Community Energy Storage Storage for Cleaner, Lower-Cost Electricity

April 25, 2016
NRDC’s Robin Roy explains why community energy storage has gained support from electric trade associations, environmental advocates, utilities and manufacturers.

Robin Roy, NRDC

More and more utilities, equipment manufacturers, and others are working to develop energy storage in households and businesses that can help make the electricity grid cleaner and cheaper. And many of these are eager to share their experiences and insights, as shown by the enthusiastic response to the “Community Storage Initiative,” which has already attracted a great group of founding supporters as announced today. More on that, below.

Energy storage can make the electricity system more flexible and ready to use renewable generation that has variable output, like wind and solar. Storage with advanced communication and controls can even offer the prospect of providing the grid with ‘ancillary services’ like frequency regulation and load following, reducing the need for power plants to quickly ramp up and down as total energy consumption changes during the day. The idea behind community storage is to coordinate the dispatch and optimization of premises-based energy storage resources, often on the customer’s side of the energy meter, to achieve electric system wide benefit.

**What the exercise asks**
Rewrite the passage on community energy storage starting at "More and more" and ending at "on that, below.", with "households" replaced by "homes". The lines that come next are separate material and have no connection to the passage on community energy storage.

**Recorded information**

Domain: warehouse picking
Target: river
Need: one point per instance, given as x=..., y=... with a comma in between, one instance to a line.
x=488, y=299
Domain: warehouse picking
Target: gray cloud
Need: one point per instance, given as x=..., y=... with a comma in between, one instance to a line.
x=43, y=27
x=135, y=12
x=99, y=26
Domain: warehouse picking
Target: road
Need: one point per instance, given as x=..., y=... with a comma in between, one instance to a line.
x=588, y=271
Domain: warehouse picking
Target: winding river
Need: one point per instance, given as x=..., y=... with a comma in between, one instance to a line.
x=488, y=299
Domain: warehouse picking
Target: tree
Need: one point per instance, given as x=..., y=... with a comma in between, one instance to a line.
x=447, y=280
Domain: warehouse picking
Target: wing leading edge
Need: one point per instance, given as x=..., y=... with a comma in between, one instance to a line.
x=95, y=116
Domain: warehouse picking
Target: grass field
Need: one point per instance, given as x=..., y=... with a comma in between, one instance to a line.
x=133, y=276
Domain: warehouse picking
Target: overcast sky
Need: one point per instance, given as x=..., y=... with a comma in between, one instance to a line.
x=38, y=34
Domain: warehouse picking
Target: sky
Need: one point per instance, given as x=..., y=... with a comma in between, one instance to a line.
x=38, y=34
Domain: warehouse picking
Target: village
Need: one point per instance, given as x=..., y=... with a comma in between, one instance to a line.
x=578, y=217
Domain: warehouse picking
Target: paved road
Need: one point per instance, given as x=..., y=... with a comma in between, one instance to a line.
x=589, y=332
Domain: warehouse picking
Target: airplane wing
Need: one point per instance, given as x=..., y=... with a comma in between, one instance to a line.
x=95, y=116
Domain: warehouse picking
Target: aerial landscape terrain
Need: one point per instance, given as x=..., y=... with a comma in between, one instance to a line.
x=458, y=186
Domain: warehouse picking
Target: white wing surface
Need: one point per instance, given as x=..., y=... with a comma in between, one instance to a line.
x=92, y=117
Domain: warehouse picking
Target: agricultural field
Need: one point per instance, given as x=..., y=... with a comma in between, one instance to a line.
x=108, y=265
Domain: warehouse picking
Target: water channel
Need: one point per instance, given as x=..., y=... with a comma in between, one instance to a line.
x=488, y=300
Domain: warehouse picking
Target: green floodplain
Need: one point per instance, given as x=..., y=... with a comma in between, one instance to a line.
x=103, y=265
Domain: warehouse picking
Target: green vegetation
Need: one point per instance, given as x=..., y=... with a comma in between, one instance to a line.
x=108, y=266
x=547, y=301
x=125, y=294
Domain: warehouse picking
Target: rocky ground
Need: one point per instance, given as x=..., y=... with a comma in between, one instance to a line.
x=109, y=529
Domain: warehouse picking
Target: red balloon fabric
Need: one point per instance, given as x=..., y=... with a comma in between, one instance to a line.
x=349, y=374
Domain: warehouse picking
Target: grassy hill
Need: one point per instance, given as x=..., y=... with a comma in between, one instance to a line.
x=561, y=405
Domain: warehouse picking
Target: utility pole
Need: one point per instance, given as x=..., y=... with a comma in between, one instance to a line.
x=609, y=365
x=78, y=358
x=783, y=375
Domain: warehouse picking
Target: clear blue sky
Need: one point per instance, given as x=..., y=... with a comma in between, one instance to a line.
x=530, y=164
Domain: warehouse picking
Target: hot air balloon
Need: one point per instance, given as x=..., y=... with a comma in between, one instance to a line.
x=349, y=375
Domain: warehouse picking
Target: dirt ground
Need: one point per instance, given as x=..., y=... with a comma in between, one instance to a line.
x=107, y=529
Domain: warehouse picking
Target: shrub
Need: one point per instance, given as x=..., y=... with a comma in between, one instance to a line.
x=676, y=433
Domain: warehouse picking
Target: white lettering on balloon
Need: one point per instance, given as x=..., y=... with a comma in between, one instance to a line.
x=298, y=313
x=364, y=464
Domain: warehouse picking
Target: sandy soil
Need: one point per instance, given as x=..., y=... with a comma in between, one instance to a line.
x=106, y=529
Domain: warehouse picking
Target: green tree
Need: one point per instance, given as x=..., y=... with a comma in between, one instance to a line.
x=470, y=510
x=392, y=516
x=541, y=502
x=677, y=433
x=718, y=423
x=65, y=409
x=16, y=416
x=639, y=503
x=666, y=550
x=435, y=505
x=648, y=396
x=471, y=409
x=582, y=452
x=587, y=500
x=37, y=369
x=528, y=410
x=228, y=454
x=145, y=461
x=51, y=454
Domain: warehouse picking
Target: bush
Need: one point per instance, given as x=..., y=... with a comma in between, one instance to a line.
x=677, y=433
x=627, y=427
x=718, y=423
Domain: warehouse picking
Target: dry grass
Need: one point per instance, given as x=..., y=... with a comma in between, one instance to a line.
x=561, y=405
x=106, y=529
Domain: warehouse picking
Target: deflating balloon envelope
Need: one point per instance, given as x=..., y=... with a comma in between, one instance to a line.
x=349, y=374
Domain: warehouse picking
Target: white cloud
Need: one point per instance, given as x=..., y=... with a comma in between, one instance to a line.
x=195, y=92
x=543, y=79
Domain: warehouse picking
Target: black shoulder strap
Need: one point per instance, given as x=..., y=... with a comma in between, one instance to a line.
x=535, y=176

**Solution for this exercise**
More and more utilities, equipment manufacturers, and others are working to develop energy storage in homes and businesses that can help make the electricity grid cleaner and cheaper. And many of these are eager to share their experiences and insights, as shown by the enthusiastic response to the “Community Storage Initiative,” which has already attracted a great group of founding supporters as announced today. More on that, below.